Blake Constr. Co. v. C. J. Coakley Co., 431 A.2d 569,575 (D.C. 1981).

 

This opinion is also helpful to determine the proper calculation and award of damages in a complicated construction case.

 

The trial court determined that the General Contractor did not provide a reasonably clear and convenient work area to the Subcontractor, thus impeding the Subcontractor's work and increasing the Subcontractor's cost of performance; that the General Contractor failed to sequence reasonably the work so as to permit the Subcontractor to perform under the subcontract; and that the General Contractor had inadequate supervision of its other subcontractors.

 

Since the General Contractor never supplied the Subcontractor with a performance schedule as contemplated by the subcontract, the trial judge found the Subcontractor was under no obligation to submit a written request for an extension of time to complete its work.

 

The Court considered the implicit duties between contracting parties, particularly the duty not to prevent performance by the other party. Courts have construed those mutual duties in light of the prevailing practices of the trade and inherent uncertainties of the timing and conditions of actual performance.

 

The General Contractor did hinder or prevent the Subcontractor's performance; scheduled the on-site work in an unreasonable sequence; did not provide a job site in suitable condition for the Subcontractor to perform its work; and did not cooperate with the Subcontractor when necessary to assure the Subcontractor's performance.

· · · · ·

# [What you will do]
1. List each failing of the General Contractor named in the final sentence of the Blake Construction case summary.
2. In the Blake Construction case summary, why was the Subcontractor under no obligation to submit a written request for an extension of time? Answer in one to three sentences.
3. Please continue the Blake Construction case summary from its last sentence.

# [Given information]
· · · · ·

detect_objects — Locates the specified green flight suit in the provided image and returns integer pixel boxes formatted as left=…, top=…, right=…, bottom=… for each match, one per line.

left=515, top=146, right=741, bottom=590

· · · · ·

# [Exercise answers]
1.
- It hindered or prevented the Subcontractor's performance.
- It scheduled the on-site work in an unreasonable sequence.
- It did not provide a job site in suitable condition for the Subcontractor to perform its work.
- It did not cooperate with the Subcontractor when necessary to assure the Subcontractor's performance.

2. The General Contractor never supplied the Subcontractor with a performance schedule as the subcontract contemplated. Because of that, the trial judge found that the Subcontractor was under no obligation to submit a written request for an extension of time to complete its work.

3.
 

In an interesting finding, the Court held that when the General Contractor failed to assure the Subcontractor that it would be compensated for the additional expenses it had incurred, the General Contractor breached the implicit terms of the subcontract. The Subcontractor acted properly in discontinuing performance under the subcontract. The Subcontractor did not breach the subcontract by ceasing work and withdrawing from the site.

 

However, the General Contractor's conduct did not amount to tortious fraud, duress or interference. Fraud must be established by clear and convincing evidence. In order to prevail on a claim of fraud, a plaintiff must establish: (1) a false representation (2) in reference to a material fact (3) made with the knowledge of its falsity (4) with the intent to deceive and (5) on which action is taken in reliance upon the representation.  Accordingly, the Subcontractor was denied punitive damages. Punitive damages are awarded for breach of contract only where there is an intent to defraud or circumstances of extreme aggravation. 

 

The Court then considered whether the Subcontractor could recover the alleged expenses incurred by the Subcontractor regularly over the period of its performance of the subcontract but which it did not bill to the General Contractor until after discontinuing work under the subcontract.  The General Contractor had not been informed of their amount with sufficient specificity at the time they were incurred.

 

This was an unusual situation where the General Contractor breached its subcontract but the cost of performance by the Subcontractor exceeded the value of the subcontract. A court will not salvage a contracting party from the consequences of a losing contract, but in this case the Court felt it was clear that the change orders and the mode of performance by the General Contractor significantly amended the subcontract. 

 

The measure of damages was properly calculated by taking the cost of partial performance incurred by the Subcontractor, which was $ 598,666.75, and subtracting therefrom the payment received to date by the Subcontractor from the General Contractor, which totaled $ 242,100.00. The difference between these two figures is $ 356,566.75, and constitutes the damages for which the General Contractor was liable to the Subcontractor.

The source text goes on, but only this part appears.